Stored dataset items
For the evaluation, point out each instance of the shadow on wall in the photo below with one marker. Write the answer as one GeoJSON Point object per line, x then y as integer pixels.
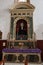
{"type": "Point", "coordinates": [39, 32]}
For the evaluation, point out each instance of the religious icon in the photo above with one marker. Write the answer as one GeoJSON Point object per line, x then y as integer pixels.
{"type": "Point", "coordinates": [22, 26]}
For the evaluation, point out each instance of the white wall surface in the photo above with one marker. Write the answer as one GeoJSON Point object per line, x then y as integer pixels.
{"type": "Point", "coordinates": [37, 17]}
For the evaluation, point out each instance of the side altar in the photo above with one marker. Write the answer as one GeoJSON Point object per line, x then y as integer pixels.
{"type": "Point", "coordinates": [21, 42]}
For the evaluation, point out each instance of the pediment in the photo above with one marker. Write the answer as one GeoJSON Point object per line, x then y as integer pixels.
{"type": "Point", "coordinates": [23, 6]}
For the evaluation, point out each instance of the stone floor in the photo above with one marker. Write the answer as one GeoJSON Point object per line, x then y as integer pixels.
{"type": "Point", "coordinates": [20, 64]}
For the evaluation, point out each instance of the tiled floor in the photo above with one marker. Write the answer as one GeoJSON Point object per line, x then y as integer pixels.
{"type": "Point", "coordinates": [20, 64]}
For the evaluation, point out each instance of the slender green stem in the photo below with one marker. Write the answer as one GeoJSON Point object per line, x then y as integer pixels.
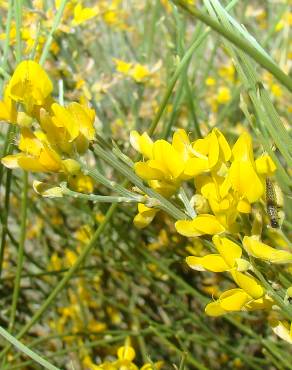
{"type": "Point", "coordinates": [56, 23]}
{"type": "Point", "coordinates": [102, 198]}
{"type": "Point", "coordinates": [5, 217]}
{"type": "Point", "coordinates": [28, 352]}
{"type": "Point", "coordinates": [18, 19]}
{"type": "Point", "coordinates": [20, 256]}
{"type": "Point", "coordinates": [163, 203]}
{"type": "Point", "coordinates": [59, 287]}
{"type": "Point", "coordinates": [241, 43]}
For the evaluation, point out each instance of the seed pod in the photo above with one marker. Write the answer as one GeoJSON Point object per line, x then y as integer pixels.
{"type": "Point", "coordinates": [271, 200]}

Required task
Rescale the stretch from the line containing "For the evaluation, point out each instance of the pediment" through the end of the records, repeating every line including the requests, but multiply each point coordinate in the answers by 0.9 and round to the nearest whole number, with halves rounded up. Leave the pictures out of your answer.

Complete response
For the evaluation, point out each instance of the pediment in the photo above with one marker. Write the answer as one GeoJSON Point object per line, x then y as integer pixels.
{"type": "Point", "coordinates": [21, 5]}
For the evaluation, point out each instance of the stone floor in the photo above with one marker. Write the answer as one GeoJSON Point object per line, x then y as integer pixels.
{"type": "Point", "coordinates": [18, 58]}
For the evaluation, point out each instance of the tiled floor in the photo above with one marker. Write the answer as one GeoJSON Point object per line, x then y as integer pixels.
{"type": "Point", "coordinates": [18, 58]}
For the evaluation, point out each instance of the slender green stem in the photo below with one marker. Write the answer as one GeoJSON Point object per line, x then y as integer pixels.
{"type": "Point", "coordinates": [50, 21]}
{"type": "Point", "coordinates": [92, 178]}
{"type": "Point", "coordinates": [5, 195]}
{"type": "Point", "coordinates": [25, 317]}
{"type": "Point", "coordinates": [16, 17]}
{"type": "Point", "coordinates": [18, 230]}
{"type": "Point", "coordinates": [147, 183]}
{"type": "Point", "coordinates": [53, 258]}
{"type": "Point", "coordinates": [217, 39]}
For the evaluation, point out each instance of the seed pod in the photo above with one marker. Write the answer as one GeoJSON Point object per line, x then y as integer pixels.
{"type": "Point", "coordinates": [244, 180]}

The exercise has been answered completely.